§ **Aim of the exercise**: Extract all of the entries and give them again, word for word.

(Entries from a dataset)
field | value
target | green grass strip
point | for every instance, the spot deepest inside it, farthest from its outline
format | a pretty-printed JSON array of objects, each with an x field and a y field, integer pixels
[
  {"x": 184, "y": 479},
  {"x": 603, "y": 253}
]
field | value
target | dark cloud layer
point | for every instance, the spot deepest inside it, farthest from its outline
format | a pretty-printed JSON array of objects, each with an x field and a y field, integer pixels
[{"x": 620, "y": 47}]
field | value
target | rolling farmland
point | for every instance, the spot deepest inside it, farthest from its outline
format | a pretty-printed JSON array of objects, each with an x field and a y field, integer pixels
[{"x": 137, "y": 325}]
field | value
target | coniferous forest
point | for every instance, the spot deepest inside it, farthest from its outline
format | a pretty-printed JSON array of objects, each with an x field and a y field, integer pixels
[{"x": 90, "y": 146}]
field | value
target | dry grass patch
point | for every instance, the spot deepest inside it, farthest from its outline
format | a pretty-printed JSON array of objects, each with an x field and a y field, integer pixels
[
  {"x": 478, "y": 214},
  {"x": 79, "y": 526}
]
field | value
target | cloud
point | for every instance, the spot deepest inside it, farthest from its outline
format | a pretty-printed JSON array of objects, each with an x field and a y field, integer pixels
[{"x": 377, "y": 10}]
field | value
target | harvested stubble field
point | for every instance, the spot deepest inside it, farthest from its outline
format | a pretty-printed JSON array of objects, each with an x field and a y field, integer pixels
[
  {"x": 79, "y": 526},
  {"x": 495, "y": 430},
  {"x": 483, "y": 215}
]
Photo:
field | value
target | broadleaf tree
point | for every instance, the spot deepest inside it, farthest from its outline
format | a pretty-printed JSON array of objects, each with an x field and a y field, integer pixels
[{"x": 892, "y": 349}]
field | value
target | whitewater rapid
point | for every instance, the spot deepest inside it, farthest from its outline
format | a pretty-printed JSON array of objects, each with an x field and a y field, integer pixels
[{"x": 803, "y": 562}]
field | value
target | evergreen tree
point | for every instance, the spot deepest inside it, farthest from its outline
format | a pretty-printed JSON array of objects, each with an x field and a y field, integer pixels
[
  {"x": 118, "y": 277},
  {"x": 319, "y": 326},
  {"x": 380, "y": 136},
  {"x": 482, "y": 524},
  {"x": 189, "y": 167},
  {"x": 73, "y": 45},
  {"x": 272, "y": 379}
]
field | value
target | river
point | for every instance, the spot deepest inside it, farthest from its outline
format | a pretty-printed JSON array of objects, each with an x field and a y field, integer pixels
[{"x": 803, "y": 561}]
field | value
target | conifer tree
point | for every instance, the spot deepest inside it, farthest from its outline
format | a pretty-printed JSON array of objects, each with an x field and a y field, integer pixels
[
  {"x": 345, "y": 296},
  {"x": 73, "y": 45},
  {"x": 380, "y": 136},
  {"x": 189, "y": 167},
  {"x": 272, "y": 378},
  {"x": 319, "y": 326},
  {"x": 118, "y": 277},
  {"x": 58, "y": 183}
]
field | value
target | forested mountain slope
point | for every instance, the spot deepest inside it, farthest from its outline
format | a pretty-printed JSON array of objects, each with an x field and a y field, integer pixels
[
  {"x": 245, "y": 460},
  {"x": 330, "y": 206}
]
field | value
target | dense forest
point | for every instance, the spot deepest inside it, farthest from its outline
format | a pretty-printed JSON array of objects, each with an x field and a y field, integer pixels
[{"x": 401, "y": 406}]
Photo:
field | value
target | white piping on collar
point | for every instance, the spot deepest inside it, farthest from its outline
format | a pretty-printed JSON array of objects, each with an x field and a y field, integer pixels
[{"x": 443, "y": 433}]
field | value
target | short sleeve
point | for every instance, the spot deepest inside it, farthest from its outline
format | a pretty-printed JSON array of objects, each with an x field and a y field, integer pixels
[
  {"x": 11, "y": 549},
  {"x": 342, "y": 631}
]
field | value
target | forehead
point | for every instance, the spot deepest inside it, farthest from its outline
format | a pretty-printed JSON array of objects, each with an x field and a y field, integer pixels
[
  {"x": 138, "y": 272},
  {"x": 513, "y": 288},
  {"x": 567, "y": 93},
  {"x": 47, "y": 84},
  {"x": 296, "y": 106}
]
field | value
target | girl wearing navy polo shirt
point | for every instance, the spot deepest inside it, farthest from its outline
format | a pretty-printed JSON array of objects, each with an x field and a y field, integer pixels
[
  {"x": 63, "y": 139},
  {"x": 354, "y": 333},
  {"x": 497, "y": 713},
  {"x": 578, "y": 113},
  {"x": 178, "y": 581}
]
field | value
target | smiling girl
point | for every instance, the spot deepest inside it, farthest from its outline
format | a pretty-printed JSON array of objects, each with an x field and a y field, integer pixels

§ **Correct answer**:
field | value
target | green grass strip
point | for every instance, the spot deepest inside it, farthest from its outline
format | a pretty-printed JSON array of objects, each with an x field and a y field, integer pixels
[
  {"x": 184, "y": 479},
  {"x": 603, "y": 253}
]
field | value
target | dark cloud layer
point | for every instance, the spot deepest inside it, farthest from its outline
format | a pretty-printed JSON array of objects, each with an x field and a y field, integer pixels
[{"x": 620, "y": 47}]
field | value
target | rolling farmland
point | for every instance, the spot deepest inside it, farthest from its outline
format | a pretty-printed JSON array of objects, each with an x field and a y field, integer pixels
[{"x": 137, "y": 325}]
field | value
target | coniferous forest
point | for every instance, the spot deepest inside it, farthest from its outline
format | a pretty-printed JSON array of objects, each with an x field and a y field, integer pixels
[{"x": 90, "y": 146}]
field | value
target | dry grass patch
point | for every instance, the spot deepest inside it, farthest from its outline
format | a pretty-printed JSON array of objects, each with an x field and a y field, integer pixels
[
  {"x": 478, "y": 214},
  {"x": 79, "y": 526}
]
field | value
target | cloud
point | for every instance, the spot deepest inside it, farthest from its outline
format | a pretty-printed JSON array of objects, each with an x field and a y field, integer pixels
[{"x": 377, "y": 10}]
field | value
target | harvested stubble field
point | for every instance, the spot deepest inside it, farthest from its outline
format | a pretty-printed JSON array of objects, each with an x field and a y field, integer pixels
[
  {"x": 79, "y": 526},
  {"x": 495, "y": 430},
  {"x": 483, "y": 215}
]
Photo:
field | value
target | broadleaf tree
point | for every instance, the spot deepest inside it, farthest from its outline
format | a pretty-printed JSON array of objects, each with an x field and a y field, integer pixels
[{"x": 892, "y": 349}]
field | value
target | whitewater rapid
point | for every instance, the spot deepest inside it, farthest from its outline
format | a pretty-printed JSON array of objects, each with an x field and a y field, integer pixels
[{"x": 803, "y": 562}]
field | value
target | evergreen tree
point | for every instance, the spot deepest inside it, farthest from its outline
format | a pretty-printed JSON array of objects, each with an x field and a y field, integer pixels
[
  {"x": 118, "y": 277},
  {"x": 319, "y": 326},
  {"x": 380, "y": 136},
  {"x": 482, "y": 524},
  {"x": 189, "y": 167},
  {"x": 73, "y": 45},
  {"x": 272, "y": 379}
]
field | value
target | river
point | for every instance, the spot deepest inside it, farthest from its outline
format | a pretty-printed JSON array of objects, each with an x field and a y field, integer pixels
[{"x": 803, "y": 561}]
field | value
target | conifer tree
point | for every instance, the spot deepest inside it, farthest from its outline
format | a pretty-printed JSON array of objects, each with an x field and a y field, integer pixels
[
  {"x": 345, "y": 296},
  {"x": 73, "y": 45},
  {"x": 380, "y": 136},
  {"x": 189, "y": 167},
  {"x": 272, "y": 378},
  {"x": 319, "y": 326},
  {"x": 118, "y": 277},
  {"x": 58, "y": 183}
]
field | value
target | forested mountain slope
point | for every instance, the spot deepest inside it, farthest from its outline
format | a pretty-printed JSON array of objects, each with an x field and a y field, integer pixels
[
  {"x": 245, "y": 460},
  {"x": 330, "y": 206}
]
field | value
target | dense forest
point | for every instance, the spot deepest inside it, farthest from its outline
format | a pretty-printed JSON array of objects, each with an x field and a y field, integer pixels
[{"x": 401, "y": 406}]
Photo:
field | value
target | white piping on collar
point | for every instance, the spot deepest inside it, farthest from its outline
format | a pretty-printed JSON array of objects, each with an x field and a y field, integer pixels
[{"x": 443, "y": 433}]
field | value
target | short sleeve
point | for every instance, the spot deepest inside it, farthest from its outline
format | a pretty-printed JSON array of objects, each with an x field and a y field, integer pixels
[
  {"x": 11, "y": 549},
  {"x": 342, "y": 631}
]
field | value
target | forehead
point | for every instance, the spot deepest inside it, farthest from its outline
format | a pretty-printed JSON array of objects, each with an x field and a y field, integer pixels
[
  {"x": 138, "y": 272},
  {"x": 513, "y": 288},
  {"x": 567, "y": 93},
  {"x": 47, "y": 84},
  {"x": 296, "y": 106}
]
field | value
target | girl wearing navy polo shirt
point | for every instance, the spot deepest inside it, farthest from its outline
format | a pretty-printed JSON array of objects, each with an x field and a y field, integer pixels
[
  {"x": 63, "y": 139},
  {"x": 354, "y": 333},
  {"x": 497, "y": 713},
  {"x": 578, "y": 113},
  {"x": 178, "y": 581}
]
field | value
target | smiling girl
point | for every instance, the spot deepest inside it, farthest from its outline
format | a pretty-printed JSON array of objects, each with an x field and a y field, integer pixels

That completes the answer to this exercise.